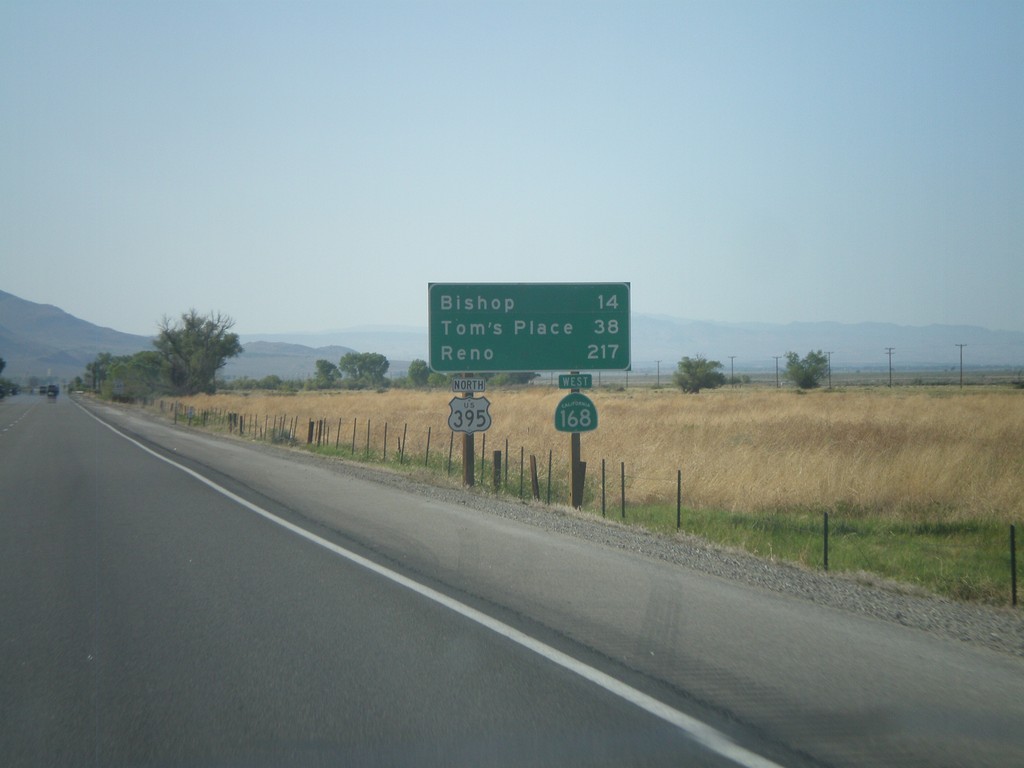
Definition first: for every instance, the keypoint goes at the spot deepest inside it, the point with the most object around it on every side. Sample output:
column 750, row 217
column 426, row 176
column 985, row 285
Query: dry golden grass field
column 913, row 454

——————

- **EXERCISE AIM**: Everything from the line containing "column 750, row 217" to the end of the data above should be quoted exactly, please, both ends included, and nothing outside that span.

- **RESULT OF THIS EXERCISE**:
column 750, row 217
column 426, row 176
column 985, row 285
Query: dry golden grass field
column 913, row 454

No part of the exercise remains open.